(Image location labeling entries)
================================
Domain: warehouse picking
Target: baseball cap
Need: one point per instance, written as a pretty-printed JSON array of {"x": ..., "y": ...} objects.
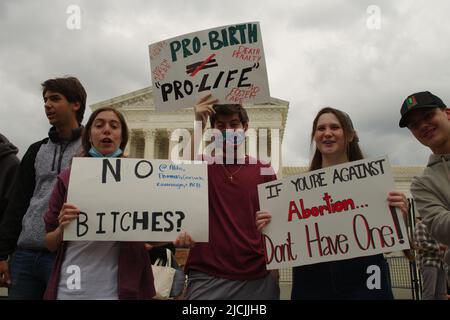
[{"x": 419, "y": 100}]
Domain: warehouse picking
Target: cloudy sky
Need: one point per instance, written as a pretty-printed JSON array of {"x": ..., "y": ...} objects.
[{"x": 318, "y": 53}]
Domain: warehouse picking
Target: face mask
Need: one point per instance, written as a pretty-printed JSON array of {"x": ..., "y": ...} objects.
[
  {"x": 230, "y": 138},
  {"x": 94, "y": 153}
]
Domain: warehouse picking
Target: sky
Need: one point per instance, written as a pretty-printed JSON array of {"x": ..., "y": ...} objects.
[{"x": 363, "y": 57}]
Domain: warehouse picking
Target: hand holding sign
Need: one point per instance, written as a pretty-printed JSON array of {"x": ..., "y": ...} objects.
[
  {"x": 398, "y": 199},
  {"x": 184, "y": 240},
  {"x": 68, "y": 213},
  {"x": 263, "y": 218}
]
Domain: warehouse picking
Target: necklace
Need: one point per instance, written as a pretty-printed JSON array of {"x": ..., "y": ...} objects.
[{"x": 230, "y": 174}]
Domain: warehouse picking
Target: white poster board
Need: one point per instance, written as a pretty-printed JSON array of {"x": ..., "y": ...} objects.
[
  {"x": 137, "y": 200},
  {"x": 335, "y": 213},
  {"x": 227, "y": 61}
]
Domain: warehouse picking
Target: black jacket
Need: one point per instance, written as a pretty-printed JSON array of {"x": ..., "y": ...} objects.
[{"x": 9, "y": 164}]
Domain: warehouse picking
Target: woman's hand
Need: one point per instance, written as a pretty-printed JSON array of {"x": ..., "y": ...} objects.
[
  {"x": 398, "y": 200},
  {"x": 184, "y": 240},
  {"x": 263, "y": 218},
  {"x": 68, "y": 213}
]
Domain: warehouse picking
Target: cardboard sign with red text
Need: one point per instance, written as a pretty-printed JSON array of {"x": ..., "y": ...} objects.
[
  {"x": 335, "y": 213},
  {"x": 227, "y": 61}
]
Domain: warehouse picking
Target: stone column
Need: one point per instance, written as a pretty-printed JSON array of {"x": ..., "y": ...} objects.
[
  {"x": 171, "y": 143},
  {"x": 149, "y": 150}
]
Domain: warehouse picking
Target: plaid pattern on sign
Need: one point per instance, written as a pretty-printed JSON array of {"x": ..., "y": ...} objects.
[{"x": 428, "y": 252}]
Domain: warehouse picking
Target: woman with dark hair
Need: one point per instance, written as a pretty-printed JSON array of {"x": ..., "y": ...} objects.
[
  {"x": 95, "y": 269},
  {"x": 336, "y": 142}
]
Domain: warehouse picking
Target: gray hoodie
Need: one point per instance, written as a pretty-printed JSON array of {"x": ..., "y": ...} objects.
[{"x": 431, "y": 192}]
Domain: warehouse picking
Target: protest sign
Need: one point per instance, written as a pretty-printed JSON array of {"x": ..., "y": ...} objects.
[
  {"x": 334, "y": 213},
  {"x": 137, "y": 200},
  {"x": 227, "y": 61}
]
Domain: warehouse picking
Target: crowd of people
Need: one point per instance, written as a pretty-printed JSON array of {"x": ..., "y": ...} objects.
[{"x": 35, "y": 261}]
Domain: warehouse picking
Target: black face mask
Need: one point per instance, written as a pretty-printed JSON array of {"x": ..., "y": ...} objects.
[{"x": 54, "y": 136}]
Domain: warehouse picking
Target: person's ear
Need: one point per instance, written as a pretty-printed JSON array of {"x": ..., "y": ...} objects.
[
  {"x": 75, "y": 106},
  {"x": 351, "y": 136},
  {"x": 447, "y": 111}
]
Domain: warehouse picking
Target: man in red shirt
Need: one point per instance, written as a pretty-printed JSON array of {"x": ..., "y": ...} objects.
[{"x": 232, "y": 264}]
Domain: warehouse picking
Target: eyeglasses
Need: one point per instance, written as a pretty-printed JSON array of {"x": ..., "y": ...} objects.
[{"x": 425, "y": 116}]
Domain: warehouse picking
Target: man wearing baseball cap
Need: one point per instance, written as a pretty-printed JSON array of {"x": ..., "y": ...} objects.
[{"x": 428, "y": 118}]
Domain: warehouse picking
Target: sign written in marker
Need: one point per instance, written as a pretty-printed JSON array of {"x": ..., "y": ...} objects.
[
  {"x": 334, "y": 213},
  {"x": 227, "y": 61}
]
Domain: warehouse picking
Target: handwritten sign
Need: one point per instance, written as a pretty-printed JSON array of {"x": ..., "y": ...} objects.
[
  {"x": 335, "y": 213},
  {"x": 227, "y": 61},
  {"x": 137, "y": 200}
]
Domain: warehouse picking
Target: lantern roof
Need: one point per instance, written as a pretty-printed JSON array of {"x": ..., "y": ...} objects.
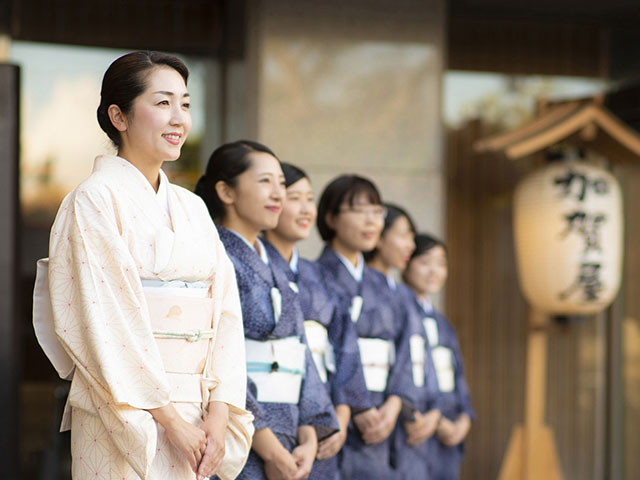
[{"x": 584, "y": 122}]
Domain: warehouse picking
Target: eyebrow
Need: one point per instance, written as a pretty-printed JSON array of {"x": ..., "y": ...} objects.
[{"x": 170, "y": 94}]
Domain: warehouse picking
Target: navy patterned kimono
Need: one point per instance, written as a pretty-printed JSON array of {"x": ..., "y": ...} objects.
[
  {"x": 378, "y": 319},
  {"x": 346, "y": 385},
  {"x": 255, "y": 280},
  {"x": 444, "y": 462},
  {"x": 413, "y": 462}
]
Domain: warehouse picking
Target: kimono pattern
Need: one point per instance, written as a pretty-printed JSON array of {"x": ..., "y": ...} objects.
[
  {"x": 379, "y": 319},
  {"x": 109, "y": 234},
  {"x": 255, "y": 280},
  {"x": 346, "y": 385},
  {"x": 444, "y": 462},
  {"x": 412, "y": 461}
]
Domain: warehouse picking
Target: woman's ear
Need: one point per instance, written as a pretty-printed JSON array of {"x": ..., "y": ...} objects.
[
  {"x": 118, "y": 118},
  {"x": 226, "y": 194}
]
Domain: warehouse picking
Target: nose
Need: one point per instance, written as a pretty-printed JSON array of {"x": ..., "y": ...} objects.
[
  {"x": 278, "y": 191},
  {"x": 179, "y": 116}
]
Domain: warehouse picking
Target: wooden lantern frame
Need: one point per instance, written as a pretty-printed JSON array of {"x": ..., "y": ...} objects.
[{"x": 532, "y": 453}]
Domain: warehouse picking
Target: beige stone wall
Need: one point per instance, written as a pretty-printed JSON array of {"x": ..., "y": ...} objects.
[{"x": 354, "y": 87}]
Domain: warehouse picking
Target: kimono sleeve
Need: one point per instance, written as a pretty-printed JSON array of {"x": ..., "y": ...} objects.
[
  {"x": 315, "y": 405},
  {"x": 99, "y": 310},
  {"x": 101, "y": 320},
  {"x": 462, "y": 389},
  {"x": 348, "y": 386},
  {"x": 401, "y": 376},
  {"x": 230, "y": 375}
]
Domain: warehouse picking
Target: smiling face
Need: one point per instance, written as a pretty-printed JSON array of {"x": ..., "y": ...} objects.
[
  {"x": 159, "y": 121},
  {"x": 396, "y": 244},
  {"x": 427, "y": 273},
  {"x": 357, "y": 227},
  {"x": 259, "y": 193},
  {"x": 298, "y": 213}
]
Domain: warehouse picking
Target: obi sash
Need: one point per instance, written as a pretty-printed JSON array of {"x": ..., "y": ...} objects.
[
  {"x": 183, "y": 330},
  {"x": 321, "y": 349},
  {"x": 276, "y": 367},
  {"x": 377, "y": 356}
]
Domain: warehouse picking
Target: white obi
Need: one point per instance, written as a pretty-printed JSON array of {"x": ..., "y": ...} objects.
[
  {"x": 277, "y": 368},
  {"x": 183, "y": 330},
  {"x": 443, "y": 362},
  {"x": 431, "y": 327},
  {"x": 377, "y": 356},
  {"x": 321, "y": 349},
  {"x": 418, "y": 354}
]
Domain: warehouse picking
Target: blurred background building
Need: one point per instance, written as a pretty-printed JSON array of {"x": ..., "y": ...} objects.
[{"x": 397, "y": 90}]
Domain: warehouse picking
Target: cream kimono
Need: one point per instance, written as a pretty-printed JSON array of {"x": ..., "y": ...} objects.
[{"x": 110, "y": 233}]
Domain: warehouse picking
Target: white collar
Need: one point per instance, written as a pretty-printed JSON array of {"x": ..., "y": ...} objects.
[
  {"x": 293, "y": 263},
  {"x": 162, "y": 196},
  {"x": 427, "y": 305},
  {"x": 391, "y": 282},
  {"x": 355, "y": 271},
  {"x": 259, "y": 247}
]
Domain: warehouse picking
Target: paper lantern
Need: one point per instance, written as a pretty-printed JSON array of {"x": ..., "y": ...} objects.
[{"x": 568, "y": 228}]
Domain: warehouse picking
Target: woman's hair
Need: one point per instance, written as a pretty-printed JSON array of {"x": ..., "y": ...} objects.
[
  {"x": 125, "y": 79},
  {"x": 345, "y": 188},
  {"x": 424, "y": 243},
  {"x": 394, "y": 212},
  {"x": 292, "y": 174},
  {"x": 226, "y": 163}
]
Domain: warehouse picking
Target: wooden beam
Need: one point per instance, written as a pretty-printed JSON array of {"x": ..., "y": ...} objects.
[{"x": 552, "y": 116}]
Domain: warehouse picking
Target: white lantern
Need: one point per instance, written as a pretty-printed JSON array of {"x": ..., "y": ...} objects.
[{"x": 568, "y": 228}]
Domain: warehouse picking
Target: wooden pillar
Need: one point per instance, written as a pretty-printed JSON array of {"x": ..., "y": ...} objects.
[
  {"x": 9, "y": 281},
  {"x": 531, "y": 453}
]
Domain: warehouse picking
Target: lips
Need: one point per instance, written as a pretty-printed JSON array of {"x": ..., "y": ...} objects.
[{"x": 172, "y": 138}]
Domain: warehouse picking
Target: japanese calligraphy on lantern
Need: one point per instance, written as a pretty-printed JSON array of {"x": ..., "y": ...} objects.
[{"x": 568, "y": 231}]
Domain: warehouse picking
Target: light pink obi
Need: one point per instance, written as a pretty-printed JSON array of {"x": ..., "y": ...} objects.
[{"x": 183, "y": 329}]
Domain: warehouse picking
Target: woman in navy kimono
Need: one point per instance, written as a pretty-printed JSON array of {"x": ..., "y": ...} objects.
[
  {"x": 426, "y": 274},
  {"x": 330, "y": 332},
  {"x": 243, "y": 188},
  {"x": 350, "y": 219},
  {"x": 392, "y": 253}
]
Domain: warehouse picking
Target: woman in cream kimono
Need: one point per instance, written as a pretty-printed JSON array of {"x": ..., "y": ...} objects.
[{"x": 157, "y": 392}]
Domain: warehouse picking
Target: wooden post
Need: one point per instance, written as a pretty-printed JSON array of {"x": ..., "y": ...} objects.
[
  {"x": 9, "y": 279},
  {"x": 531, "y": 453}
]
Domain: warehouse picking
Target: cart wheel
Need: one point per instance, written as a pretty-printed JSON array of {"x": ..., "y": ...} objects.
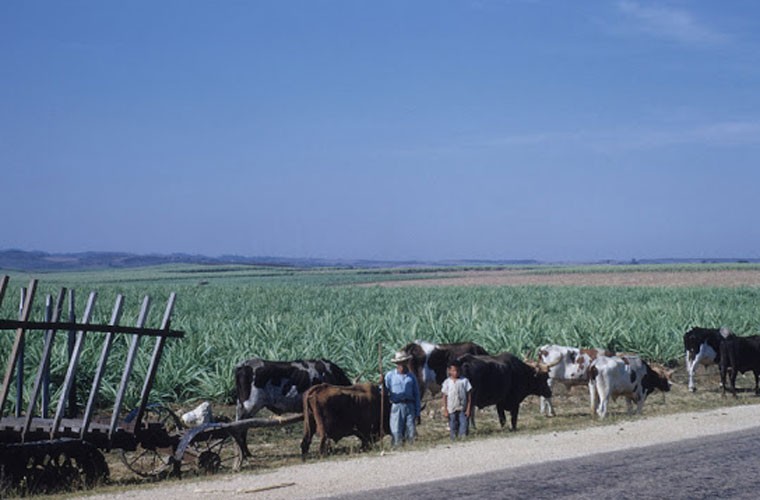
================================
**Description of the task:** Locate every line in the data above that contains the word "cream", and copy each such line. Matching is case-sensitive.

**Solution to the problem:**
Target: cream kimono
Target: woman in cream kimono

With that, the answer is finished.